━━━ Provided data

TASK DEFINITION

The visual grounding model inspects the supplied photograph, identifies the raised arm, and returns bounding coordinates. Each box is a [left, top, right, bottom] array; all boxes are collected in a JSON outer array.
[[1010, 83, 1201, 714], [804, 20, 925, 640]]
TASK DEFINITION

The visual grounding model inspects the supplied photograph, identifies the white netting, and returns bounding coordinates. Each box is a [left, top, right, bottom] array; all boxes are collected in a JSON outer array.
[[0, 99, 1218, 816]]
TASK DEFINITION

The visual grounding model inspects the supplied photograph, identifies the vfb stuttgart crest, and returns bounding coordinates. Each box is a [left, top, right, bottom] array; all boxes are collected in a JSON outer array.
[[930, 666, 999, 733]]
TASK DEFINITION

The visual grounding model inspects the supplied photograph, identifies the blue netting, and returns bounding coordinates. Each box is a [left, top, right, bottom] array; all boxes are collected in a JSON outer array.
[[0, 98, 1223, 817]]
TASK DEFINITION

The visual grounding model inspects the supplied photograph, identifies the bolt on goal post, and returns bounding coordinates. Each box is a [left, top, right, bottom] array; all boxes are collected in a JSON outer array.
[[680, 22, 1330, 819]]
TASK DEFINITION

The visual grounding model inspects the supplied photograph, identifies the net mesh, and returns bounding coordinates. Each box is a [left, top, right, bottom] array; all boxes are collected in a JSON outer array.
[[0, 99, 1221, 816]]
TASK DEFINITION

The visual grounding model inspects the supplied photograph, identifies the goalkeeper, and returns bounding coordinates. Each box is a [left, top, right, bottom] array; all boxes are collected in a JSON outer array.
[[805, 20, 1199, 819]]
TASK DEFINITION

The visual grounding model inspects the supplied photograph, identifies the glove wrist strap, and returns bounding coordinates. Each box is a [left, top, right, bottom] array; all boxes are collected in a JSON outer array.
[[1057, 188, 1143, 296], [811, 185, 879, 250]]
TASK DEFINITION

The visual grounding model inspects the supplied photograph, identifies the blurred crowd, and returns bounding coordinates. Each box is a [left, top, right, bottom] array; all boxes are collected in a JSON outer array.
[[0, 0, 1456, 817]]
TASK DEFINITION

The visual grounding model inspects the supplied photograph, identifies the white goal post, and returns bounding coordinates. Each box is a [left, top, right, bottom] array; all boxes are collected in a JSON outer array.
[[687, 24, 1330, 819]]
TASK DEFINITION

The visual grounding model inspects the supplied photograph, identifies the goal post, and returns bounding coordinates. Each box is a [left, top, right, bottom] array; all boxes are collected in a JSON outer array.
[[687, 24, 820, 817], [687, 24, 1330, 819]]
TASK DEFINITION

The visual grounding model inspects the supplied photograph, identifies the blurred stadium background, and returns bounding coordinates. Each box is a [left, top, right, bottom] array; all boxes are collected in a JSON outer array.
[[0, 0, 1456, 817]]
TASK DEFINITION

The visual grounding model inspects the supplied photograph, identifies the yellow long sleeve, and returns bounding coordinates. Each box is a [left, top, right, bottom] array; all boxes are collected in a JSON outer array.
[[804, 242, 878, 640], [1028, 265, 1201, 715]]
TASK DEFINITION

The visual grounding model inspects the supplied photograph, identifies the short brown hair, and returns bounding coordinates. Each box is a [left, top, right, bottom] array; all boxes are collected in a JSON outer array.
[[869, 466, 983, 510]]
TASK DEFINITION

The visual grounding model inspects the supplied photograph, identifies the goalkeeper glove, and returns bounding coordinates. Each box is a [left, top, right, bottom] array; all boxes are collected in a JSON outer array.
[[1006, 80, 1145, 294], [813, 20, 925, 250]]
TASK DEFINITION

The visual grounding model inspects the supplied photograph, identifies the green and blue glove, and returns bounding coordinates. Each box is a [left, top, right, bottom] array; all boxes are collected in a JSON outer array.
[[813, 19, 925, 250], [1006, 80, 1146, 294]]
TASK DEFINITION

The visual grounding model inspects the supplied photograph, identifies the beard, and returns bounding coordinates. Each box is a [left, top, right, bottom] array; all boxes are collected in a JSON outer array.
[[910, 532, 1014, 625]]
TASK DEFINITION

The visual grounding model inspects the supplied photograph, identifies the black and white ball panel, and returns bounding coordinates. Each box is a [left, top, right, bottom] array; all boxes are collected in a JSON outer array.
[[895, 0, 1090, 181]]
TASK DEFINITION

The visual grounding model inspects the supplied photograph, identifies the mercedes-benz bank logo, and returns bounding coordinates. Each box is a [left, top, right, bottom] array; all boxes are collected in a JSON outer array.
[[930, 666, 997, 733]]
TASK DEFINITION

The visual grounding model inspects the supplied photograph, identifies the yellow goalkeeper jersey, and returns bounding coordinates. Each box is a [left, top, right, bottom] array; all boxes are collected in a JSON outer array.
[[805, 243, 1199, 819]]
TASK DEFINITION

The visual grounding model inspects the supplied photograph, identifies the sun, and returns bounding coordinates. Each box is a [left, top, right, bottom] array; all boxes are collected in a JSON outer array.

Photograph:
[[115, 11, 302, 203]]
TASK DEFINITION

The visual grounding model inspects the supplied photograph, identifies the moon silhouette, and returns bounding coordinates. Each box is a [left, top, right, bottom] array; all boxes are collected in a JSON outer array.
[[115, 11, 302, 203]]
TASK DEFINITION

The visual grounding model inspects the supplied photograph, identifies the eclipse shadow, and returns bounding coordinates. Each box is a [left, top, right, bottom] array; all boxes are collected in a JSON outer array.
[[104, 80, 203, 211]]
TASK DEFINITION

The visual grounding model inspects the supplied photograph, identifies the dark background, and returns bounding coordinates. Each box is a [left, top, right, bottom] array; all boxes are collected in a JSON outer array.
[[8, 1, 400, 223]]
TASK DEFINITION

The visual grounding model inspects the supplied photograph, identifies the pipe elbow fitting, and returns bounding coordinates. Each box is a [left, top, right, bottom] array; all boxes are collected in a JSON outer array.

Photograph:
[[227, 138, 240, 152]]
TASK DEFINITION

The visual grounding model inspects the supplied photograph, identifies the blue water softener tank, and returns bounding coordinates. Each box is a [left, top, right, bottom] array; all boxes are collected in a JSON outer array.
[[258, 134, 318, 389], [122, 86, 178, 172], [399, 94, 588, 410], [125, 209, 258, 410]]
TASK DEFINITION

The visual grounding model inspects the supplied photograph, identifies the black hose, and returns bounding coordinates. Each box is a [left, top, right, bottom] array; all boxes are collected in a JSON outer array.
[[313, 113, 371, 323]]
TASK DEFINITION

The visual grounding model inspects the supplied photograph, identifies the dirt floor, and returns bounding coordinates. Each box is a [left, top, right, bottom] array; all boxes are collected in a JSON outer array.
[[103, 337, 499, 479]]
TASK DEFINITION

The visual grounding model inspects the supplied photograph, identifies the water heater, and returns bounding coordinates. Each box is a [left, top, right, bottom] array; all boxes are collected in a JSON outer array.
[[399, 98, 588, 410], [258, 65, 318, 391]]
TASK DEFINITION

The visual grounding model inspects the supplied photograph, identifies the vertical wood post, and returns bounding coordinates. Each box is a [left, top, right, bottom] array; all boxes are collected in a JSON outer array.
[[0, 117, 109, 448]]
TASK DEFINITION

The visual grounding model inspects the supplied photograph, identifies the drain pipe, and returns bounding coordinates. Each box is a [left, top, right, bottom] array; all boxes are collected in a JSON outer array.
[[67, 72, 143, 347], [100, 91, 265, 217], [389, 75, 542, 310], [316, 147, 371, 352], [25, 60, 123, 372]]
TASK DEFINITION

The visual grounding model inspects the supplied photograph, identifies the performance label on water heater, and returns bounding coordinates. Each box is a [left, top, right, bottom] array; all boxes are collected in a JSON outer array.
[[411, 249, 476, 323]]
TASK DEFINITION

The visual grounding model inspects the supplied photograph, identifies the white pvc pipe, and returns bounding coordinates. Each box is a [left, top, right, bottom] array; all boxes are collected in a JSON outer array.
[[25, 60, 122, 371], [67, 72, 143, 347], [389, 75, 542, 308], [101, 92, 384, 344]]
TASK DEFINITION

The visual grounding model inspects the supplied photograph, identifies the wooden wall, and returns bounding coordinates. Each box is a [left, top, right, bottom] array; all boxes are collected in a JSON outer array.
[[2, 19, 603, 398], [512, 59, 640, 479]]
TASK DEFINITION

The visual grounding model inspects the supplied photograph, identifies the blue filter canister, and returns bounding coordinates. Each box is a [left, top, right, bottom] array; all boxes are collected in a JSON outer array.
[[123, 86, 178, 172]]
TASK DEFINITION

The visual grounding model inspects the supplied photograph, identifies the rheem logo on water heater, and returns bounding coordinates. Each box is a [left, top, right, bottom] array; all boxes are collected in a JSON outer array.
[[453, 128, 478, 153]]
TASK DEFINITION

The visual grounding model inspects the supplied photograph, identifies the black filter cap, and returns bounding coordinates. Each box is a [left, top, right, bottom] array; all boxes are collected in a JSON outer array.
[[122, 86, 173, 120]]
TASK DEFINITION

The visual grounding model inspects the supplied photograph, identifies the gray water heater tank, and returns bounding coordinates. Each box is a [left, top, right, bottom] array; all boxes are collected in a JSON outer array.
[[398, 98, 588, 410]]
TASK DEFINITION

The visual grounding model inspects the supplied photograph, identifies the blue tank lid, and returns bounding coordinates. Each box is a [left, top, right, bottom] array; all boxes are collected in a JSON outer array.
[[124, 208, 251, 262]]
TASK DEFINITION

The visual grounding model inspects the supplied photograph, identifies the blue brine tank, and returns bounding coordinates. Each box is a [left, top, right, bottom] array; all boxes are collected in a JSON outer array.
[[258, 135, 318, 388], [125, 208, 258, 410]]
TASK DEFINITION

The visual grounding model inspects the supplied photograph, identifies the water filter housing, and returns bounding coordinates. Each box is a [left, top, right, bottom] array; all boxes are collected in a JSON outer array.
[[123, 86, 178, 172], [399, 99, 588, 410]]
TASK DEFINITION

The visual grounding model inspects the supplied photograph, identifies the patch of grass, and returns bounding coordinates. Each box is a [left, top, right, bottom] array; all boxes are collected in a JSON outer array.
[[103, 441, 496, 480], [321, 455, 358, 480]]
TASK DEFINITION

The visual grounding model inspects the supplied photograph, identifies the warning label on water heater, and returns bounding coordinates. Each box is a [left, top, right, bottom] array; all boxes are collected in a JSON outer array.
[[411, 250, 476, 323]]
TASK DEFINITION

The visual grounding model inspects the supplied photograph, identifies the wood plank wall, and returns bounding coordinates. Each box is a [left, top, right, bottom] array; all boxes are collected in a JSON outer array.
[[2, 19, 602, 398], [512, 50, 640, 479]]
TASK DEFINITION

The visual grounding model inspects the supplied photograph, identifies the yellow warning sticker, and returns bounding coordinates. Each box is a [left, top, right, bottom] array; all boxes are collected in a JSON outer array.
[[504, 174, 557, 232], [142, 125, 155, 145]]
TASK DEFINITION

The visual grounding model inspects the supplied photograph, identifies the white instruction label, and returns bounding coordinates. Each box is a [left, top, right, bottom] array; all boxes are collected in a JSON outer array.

━━━━━━

Instructions for the task: Rewrite the records from their beginning through the line containing "[[680, 22, 1330, 819]]", substituting "box coordinates" for every "bounding coordinates" and leaving everything else unchanged.

Exercise result:
TASK DEFINITION

The visual grounding model inspects the supplied photograph, identifies the raised arm, and returns box coordinates. Each box is a [left, top, right, bottom] array; all boxes are collected in a JSON outer array.
[[1010, 83, 1201, 714], [804, 20, 925, 640]]
TASK DEFINITION

The visual grounding model inspects the supplied photograph, identifies the white netting, and returns box coordinates. Each box is a [left, top, right, bottom] array; all boxes are collected in a JSON outer array.
[[0, 99, 1218, 816]]
TASK DEFINITION

The visual grounding model inspects the supplied photograph, identifies the vfb stuttgart crest, and returns box coordinates. Each box is a [left, top, right, bottom] array; all boxes are collected in a JSON outer array.
[[930, 666, 999, 733]]
TASK DEFINITION

The visual grounding model inspects the supplied photograph, identifies the blue netting, and returns box coordinates. Each box is a [left, top, right, bottom] array; all boxes are collected in a JSON outer array.
[[0, 98, 1223, 817]]
TASK DEFINITION

The visual grounding model inspects the supplied photograph, identifies the bolt on goal post, and returns box coordinates. Each box is a [left, top, right, bottom] array; all boxes are collected in a JSON outer array.
[[680, 22, 1330, 819]]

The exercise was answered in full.